Point localization data:

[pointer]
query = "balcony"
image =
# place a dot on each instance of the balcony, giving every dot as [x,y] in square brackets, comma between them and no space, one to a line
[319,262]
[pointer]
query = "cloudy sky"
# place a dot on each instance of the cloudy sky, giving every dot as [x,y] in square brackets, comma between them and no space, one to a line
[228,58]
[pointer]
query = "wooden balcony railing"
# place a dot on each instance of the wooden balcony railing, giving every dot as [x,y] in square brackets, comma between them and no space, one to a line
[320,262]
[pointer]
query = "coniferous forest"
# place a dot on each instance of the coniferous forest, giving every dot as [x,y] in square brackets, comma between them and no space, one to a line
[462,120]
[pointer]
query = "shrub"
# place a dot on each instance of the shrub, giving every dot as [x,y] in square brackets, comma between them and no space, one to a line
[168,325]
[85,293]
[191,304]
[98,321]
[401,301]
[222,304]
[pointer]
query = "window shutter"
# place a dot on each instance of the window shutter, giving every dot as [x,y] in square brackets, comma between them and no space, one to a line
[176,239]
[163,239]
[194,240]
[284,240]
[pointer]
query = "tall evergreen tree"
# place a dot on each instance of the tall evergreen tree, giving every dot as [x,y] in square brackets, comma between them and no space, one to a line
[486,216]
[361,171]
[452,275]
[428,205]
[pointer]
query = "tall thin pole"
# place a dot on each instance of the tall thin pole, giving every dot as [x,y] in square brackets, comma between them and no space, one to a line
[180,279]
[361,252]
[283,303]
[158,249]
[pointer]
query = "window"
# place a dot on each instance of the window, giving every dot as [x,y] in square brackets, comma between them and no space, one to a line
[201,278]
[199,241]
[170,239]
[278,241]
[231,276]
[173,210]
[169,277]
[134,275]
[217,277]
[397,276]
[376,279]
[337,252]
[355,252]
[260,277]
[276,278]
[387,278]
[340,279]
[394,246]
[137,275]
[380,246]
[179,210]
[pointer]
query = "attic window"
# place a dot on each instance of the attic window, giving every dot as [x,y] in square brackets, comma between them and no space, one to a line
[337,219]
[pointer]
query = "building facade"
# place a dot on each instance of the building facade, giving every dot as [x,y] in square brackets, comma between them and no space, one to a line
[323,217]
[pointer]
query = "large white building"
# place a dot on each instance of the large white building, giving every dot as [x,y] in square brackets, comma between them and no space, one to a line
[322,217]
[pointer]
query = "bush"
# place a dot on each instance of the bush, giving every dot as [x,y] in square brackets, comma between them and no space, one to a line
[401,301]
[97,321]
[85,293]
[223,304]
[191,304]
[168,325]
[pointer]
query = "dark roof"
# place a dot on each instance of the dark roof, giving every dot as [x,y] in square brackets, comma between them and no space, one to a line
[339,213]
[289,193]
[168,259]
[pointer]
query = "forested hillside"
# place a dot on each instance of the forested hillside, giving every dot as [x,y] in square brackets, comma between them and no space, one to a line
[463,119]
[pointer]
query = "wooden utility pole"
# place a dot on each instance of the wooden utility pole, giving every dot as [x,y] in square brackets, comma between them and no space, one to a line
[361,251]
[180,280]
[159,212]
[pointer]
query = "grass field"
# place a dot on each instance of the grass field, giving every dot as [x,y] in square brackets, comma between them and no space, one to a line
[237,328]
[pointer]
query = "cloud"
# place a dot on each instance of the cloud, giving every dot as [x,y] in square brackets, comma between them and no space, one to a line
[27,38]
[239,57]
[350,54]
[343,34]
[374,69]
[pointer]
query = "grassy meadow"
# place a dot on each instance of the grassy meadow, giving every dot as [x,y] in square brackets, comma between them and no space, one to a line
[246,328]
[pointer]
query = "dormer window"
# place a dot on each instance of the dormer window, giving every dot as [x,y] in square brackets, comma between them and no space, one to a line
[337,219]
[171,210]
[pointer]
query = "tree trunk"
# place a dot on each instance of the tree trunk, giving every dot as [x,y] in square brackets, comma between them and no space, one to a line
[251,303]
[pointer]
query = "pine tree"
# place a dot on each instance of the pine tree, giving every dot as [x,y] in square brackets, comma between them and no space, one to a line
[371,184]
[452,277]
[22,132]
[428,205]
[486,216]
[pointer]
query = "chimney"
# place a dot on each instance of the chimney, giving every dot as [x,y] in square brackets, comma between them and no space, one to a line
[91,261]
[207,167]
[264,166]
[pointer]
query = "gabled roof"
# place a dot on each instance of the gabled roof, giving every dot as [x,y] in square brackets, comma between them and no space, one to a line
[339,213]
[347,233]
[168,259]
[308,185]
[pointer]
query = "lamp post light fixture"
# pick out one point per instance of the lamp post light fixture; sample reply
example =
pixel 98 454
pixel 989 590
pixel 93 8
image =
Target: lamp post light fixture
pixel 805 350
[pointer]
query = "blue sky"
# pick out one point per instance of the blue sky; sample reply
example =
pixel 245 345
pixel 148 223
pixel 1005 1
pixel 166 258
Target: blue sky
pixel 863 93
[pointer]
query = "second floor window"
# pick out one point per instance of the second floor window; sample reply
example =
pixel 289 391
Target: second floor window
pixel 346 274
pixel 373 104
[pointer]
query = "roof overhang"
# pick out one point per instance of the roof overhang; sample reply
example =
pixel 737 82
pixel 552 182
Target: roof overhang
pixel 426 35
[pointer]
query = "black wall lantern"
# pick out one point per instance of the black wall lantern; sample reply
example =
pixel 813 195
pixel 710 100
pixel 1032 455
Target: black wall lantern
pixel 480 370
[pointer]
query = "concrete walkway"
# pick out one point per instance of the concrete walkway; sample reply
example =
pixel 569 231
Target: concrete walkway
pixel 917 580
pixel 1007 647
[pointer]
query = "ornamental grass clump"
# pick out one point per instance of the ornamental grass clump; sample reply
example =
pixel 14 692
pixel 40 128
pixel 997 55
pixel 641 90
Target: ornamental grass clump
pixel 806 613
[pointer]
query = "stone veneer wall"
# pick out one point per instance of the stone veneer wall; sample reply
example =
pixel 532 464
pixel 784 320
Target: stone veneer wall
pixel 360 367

Exercise —
Retype every record without alteration.

Your solution —
[pointer]
query = "balcony"
image =
# place a dot on each instance of the balcony, giving every dot as [x,y] in square brackets, comma between them and no space, one to a line
[319,262]
[pointer]
query = "cloudy sky"
# place a dot on each instance of the cloudy sky, giving every dot as [x,y] in square brackets, comma between them and no space, one to a line
[228,58]
[pointer]
query = "wooden balcony railing"
# place a dot on each instance of the wooden balcony railing, giving every dot as [x,y] in square brackets, comma between them and no space, one to a line
[320,262]
[pointer]
query = "coniferous forest"
# place a dot on each instance of the coniferous forest, giving every dot as [x,y] in square brackets, comma between them and no space, one to a line
[462,120]
[pointer]
query = "shrub"
# place a dot on each instance of the shrub, giving every dot as [x,y] in square brackets, comma between them and no space, one to a line
[168,325]
[85,293]
[191,304]
[98,321]
[401,301]
[222,304]
[pointer]
query = "window shutter"
# place a dot on each instance of the window shutter, giving every dot as [x,y] in square brackets, comma between them and no space, one to a line
[176,239]
[163,239]
[194,240]
[284,240]
[pointer]
query = "tall evergreen tree"
# place a dot on each instance of the tall evergreen tree, giving every dot as [x,y] in square brackets, comma between them and no space, one to a line
[486,216]
[361,171]
[452,275]
[428,205]
[pointer]
query = "tall thin pole"
# place a dot on each instance of the tall thin pole, giving every dot as [x,y] in square brackets, comma between them and no space, one to a line
[180,279]
[361,252]
[283,303]
[158,249]
[pointer]
query = "window"
# place a dot on each instance of the window, giving every dot as [x,y] in square brackets, comma between them and no space, one to a line
[201,278]
[199,241]
[170,239]
[278,241]
[231,276]
[173,210]
[169,277]
[134,275]
[217,277]
[397,276]
[376,279]
[337,252]
[355,252]
[260,277]
[276,278]
[387,278]
[340,279]
[394,246]
[137,275]
[380,246]
[179,210]
[pointer]
query = "attic window"
# place a dot on each instance of the attic window, giving every dot as [x,y] in square brackets, comma between them and no space, one to a line
[337,219]
[pointer]
query = "building facade"
# place a dot on each instance of the building facade, giving every dot as [x,y] in square brackets, comma between them and no space, one to a line
[323,217]
[pointer]
query = "large white building"
# place a dot on each instance of the large white building, giving every dot as [x,y] in square brackets, comma between them and no space, one to a line
[322,217]
[pointer]
query = "bush"
# place a dot on each instance of the bush, giving every dot as [x,y] in square brackets, comma between them and no space, one to a line
[401,301]
[97,321]
[85,293]
[223,304]
[191,304]
[168,325]
[pointer]
query = "dark roof"
# place a dot on each instance of the dark roof, giving every dot as [x,y] in square brackets, comma between them and no space, one to a line
[339,213]
[289,193]
[168,259]
[pointer]
query = "forested hillside"
# place a dot on each instance of the forested hillside, giving every dot as [x,y] in square brackets, comma between them and no space, one to a line
[463,119]
[pointer]
query = "wooden utility pole"
# place a dot on each instance of the wooden utility pole, giving every dot as [x,y] in square brackets, comma between them and no space, one to a line
[361,251]
[180,280]
[159,212]
[pointer]
query = "grass field"
# place a dot on each instance of the grass field, giving every dot as [x,y] in square brackets, comma between them and no space, one to a line
[237,328]
[pointer]
query = "cloud"
# place a dot on each instance of the cloud, giving every dot as [x,y] in square brackets, comma between them and no space, one to a line
[27,38]
[239,57]
[350,54]
[343,34]
[374,69]
[pointer]
query = "grassy meadow"
# place a dot on each instance of the grassy meadow, giving every dot as [x,y] in square brackets, comma between them and no space, one to a line
[246,328]
[pointer]
query = "dormer window"
# place a dot on each instance of the dormer window, giving every dot as [x,y] in square brackets, comma between them and no space, one to a line
[337,219]
[171,210]
[pointer]
query = "tree trunk"
# place a dot on each instance of the tree trunk, giving every dot as [x,y] in square brackets, comma between them and no space, one to a line
[251,303]
[pointer]
query = "pine tree"
# place a dot on each instance of the pine tree, giving every dot as [x,y] in square brackets, comma between them and no space, one to a line
[371,184]
[452,277]
[22,132]
[428,205]
[486,216]
[pointer]
query = "chimney"
# place a dot on each instance of the chimney, giving every dot as [x,y] in square brackets, comma between them and no space, one to a line
[91,261]
[207,167]
[264,166]
[pointer]
query = "gabled roof"
# place a dot on each instance of the gabled roof, giving every dot as [x,y] in square brackets, comma between them and no space, one to a line
[339,213]
[347,233]
[168,259]
[308,185]
[pointer]
query = "lamp post light fixture"
# pick out one point per instance of the lamp post light fixture; sample reply
example =
pixel 98 454
pixel 989 590
pixel 93 8
image =
Target: lamp post light fixture
pixel 805 350
[pointer]
query = "blue sky"
# pick out one point per instance of the blue sky; sample reply
example =
pixel 245 345
pixel 148 223
pixel 1005 1
pixel 166 258
Target: blue sky
pixel 863 93
[pointer]
query = "second floor window"
# pick out one point per instance of the second floor window; sample reply
example =
pixel 289 391
Target: second floor window
pixel 346 274
pixel 373 104
[pointer]
query = "roof overhang"
# pick out one point per instance of the roof overhang; sample reply
example =
pixel 737 82
pixel 552 182
Target: roof overhang
pixel 426 35
[pointer]
query = "black wall lantern"
# pick out one point per instance of the black wall lantern; sample reply
example =
pixel 813 195
pixel 710 100
pixel 1032 455
Target: black wall lantern
pixel 480 370
[pointer]
query = "concrete walkway"
# pick out one point per instance of the concrete walkway; sample reply
example =
pixel 569 231
Target: concrete walkway
pixel 917 580
pixel 1007 647
[pointer]
query = "ornamental grass clump"
# pick out one point per instance of the ornamental grass clump; sample reply
example =
pixel 14 692
pixel 40 128
pixel 997 55
pixel 641 90
Target: ornamental grass clump
pixel 806 613
[pointer]
query = "stone veneer wall"
# pick out one point per instance of the stone veneer wall; sample reply
example =
pixel 532 464
pixel 784 320
Target: stone veneer wall
pixel 360 367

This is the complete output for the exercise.